Provided passage:
^^^^

1857 book by Elizabeth Gaskell

The Life of Charlotte Brontë by Elizabeth Gaskell is the influential first biography of Charlotte Brontë. Relying on multiple first hand testimonies and Gaskell's own memories of Brontë, its subjectivity was challenged immediately on publication and while its integrity is contested among scholars, it remains a significant source for all subsequent writing on the Brontë family. Its first edition, published in the spring of 1857, was withdrawn after complaints of slander were made to its publisher Smith, Elder & Co., prompting them to issue censored second and third editions within five months. Despite initial controversy it was praised by contemporary critics, inspired literary tourism to the Yorkshire setting of the book which continues to the present, and anticipated social and cultural discussions about the situation of women in male-dominated cultures half a century before the formal women's movements began in Britain. Now it is considered an important text that expanded the possibilities of the biographical genre and established the lives, as well as the work, of Brontë family as notable cultural subjects.

==Origins and sources==

Gaskell was friends with Brontë for the last five years of Brontë's life, corresponding with her, staying at each others' homes and becoming acquainted with her personal circle and family circumstances in Haworth, West Yorkshire. After Brontë's death in 1855 she was approached by Brontë's father to produce a formal tribute to her, which she developed into her two volume biography The Life of Charlotte Brontë, published two years later. In reconstructing Brontë's life, Gaskell made use of a variety of primary sources, letters from and interviews with people who had known her at different periods, among them her childhood friend Mary Taylor,
now living in Australia. Her most important source, from which she printed many extracts, were the letters Brontë had written to her closest friend, Ellen Nussey. She also visited the places Brontë and her family had lived and vividly described them.

^^^^

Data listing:
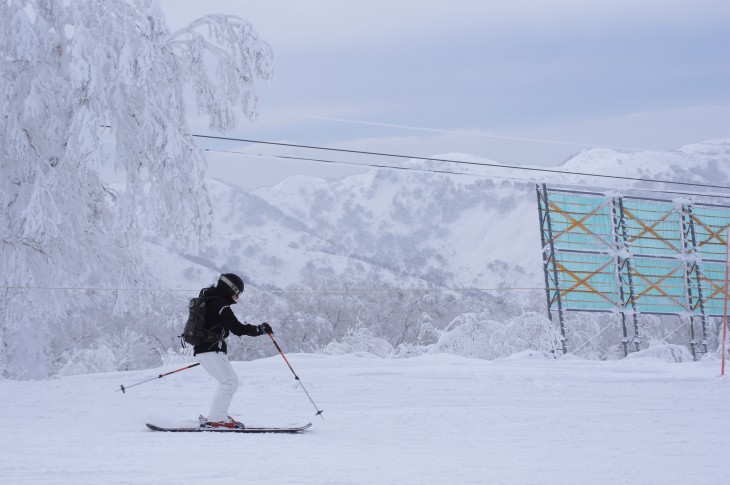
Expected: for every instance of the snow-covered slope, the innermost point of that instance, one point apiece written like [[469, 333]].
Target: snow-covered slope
[[433, 419]]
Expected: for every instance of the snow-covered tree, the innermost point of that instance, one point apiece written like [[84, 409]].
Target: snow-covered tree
[[71, 71]]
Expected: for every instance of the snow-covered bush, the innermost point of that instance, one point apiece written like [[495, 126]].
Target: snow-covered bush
[[469, 335], [359, 340], [667, 353], [68, 69]]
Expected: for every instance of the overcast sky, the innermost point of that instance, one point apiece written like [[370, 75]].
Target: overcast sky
[[520, 82]]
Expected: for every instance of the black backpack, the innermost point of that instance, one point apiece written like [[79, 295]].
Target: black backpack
[[195, 331]]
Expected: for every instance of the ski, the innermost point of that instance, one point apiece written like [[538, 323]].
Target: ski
[[298, 429]]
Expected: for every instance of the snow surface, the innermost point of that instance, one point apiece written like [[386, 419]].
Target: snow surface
[[430, 419]]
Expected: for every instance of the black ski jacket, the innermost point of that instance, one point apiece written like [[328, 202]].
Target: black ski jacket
[[220, 318]]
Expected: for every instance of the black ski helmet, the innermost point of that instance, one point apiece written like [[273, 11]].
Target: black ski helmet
[[231, 283]]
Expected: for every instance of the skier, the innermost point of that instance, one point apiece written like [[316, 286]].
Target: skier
[[213, 356]]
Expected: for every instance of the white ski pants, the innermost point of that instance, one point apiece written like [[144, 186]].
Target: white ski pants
[[218, 366]]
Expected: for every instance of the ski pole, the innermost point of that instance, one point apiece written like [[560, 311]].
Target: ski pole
[[319, 412], [122, 388]]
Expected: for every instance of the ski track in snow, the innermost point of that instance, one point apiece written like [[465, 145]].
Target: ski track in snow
[[432, 419]]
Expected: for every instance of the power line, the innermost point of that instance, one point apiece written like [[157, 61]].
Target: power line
[[433, 159], [453, 172]]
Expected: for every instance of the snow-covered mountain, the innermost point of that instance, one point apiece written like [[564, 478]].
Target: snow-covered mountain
[[404, 228]]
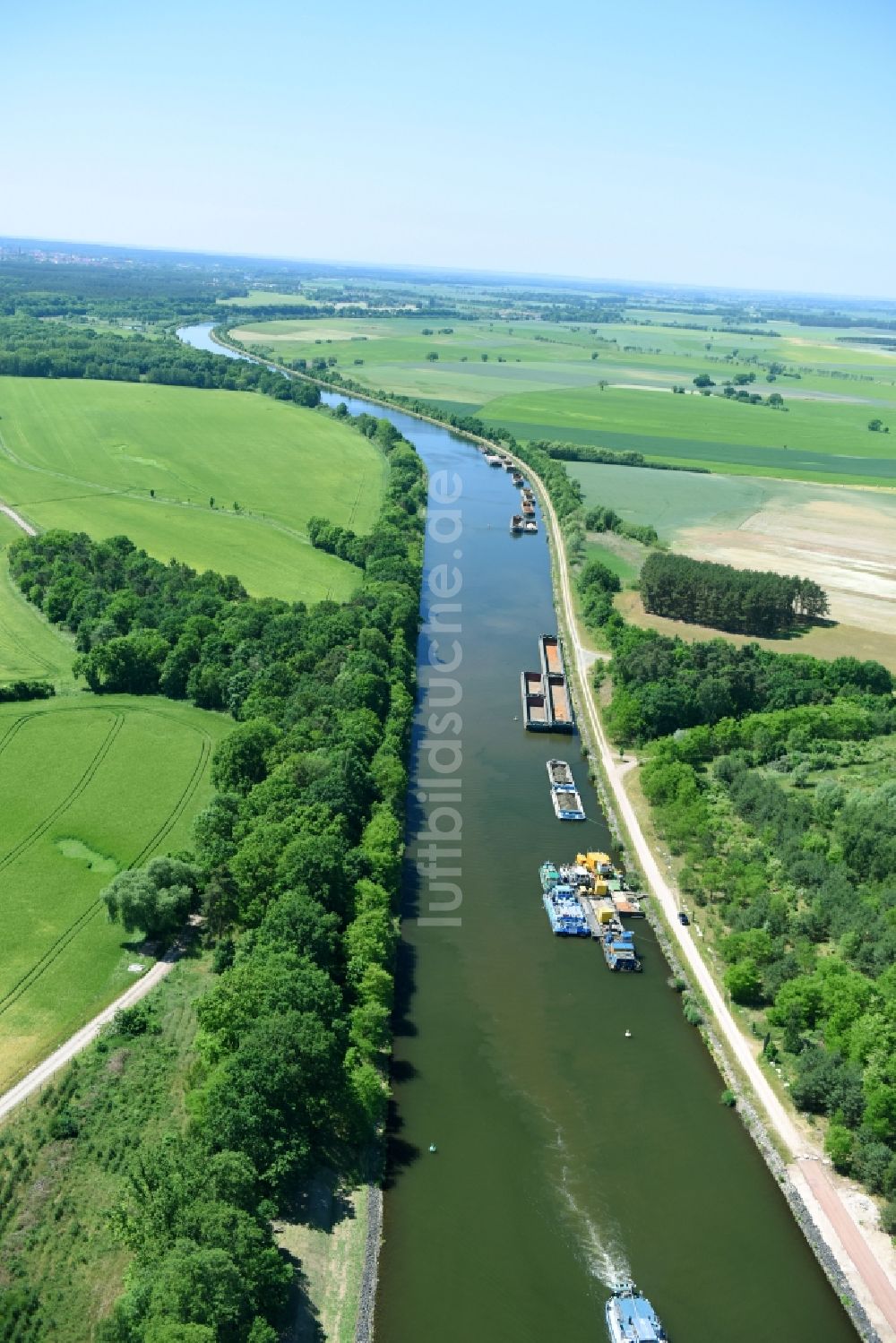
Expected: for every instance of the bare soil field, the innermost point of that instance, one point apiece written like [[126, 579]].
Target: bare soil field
[[845, 540]]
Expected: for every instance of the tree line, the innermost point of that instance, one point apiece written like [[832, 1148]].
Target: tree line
[[793, 864], [32, 348], [739, 600], [295, 874]]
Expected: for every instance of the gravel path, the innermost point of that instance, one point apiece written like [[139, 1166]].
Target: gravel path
[[864, 1254]]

^^^^

Continue the passage about Gaskell's biography of Charlotte Brontë from the point where it ends. The entries have no connection to the passage about Gaskell's biography of Charlotte Brontë.

==Controversy==

Shortly after the book was published, complaints of slander were raised by individuals named or identified by Gaskell in the text, among them Brontë's own father and her husband, the headmaster and teachers of the school Brontë depicted in hellish terms in her first published novel Jane Eyre, a lover of Brontë's brother, and several of Brontë's most critical reviewers. These complaints and their resolutions were reported by the press at the time as a national scandal, with some complainants publishing their own rebuttals, such as that by the Rev. William Carus Wilson with the title "A refutation of the statements in 'The life of Charlotte Bronte,' regarding the Casterton Clergy Daughters' School, when at Cowan Bridge".

==Contemporary views==

In her 1995 history of the Brontë family, The Brontës, Juliet Barker proposes that Gaskell's sources were flawed and she was guided by a desire to sensationalise Brontë's life for commercial gain. Subsequent investigations, such as Graham Watson's 2024 biography The Invention of Charlotte Brontë, posit that while being selective to protect Brontë's privacy, evidence demonstrates Gaskell was a comprehensive and balanced researcher, seeking to deliver a social vindication to Brontë, but that she ultimately compromised her book's integrity to defuse its legal challenges.

In 2017, The Guardian named The Life of Charlotte Brontë one of the 100 best nonfiction books of all time.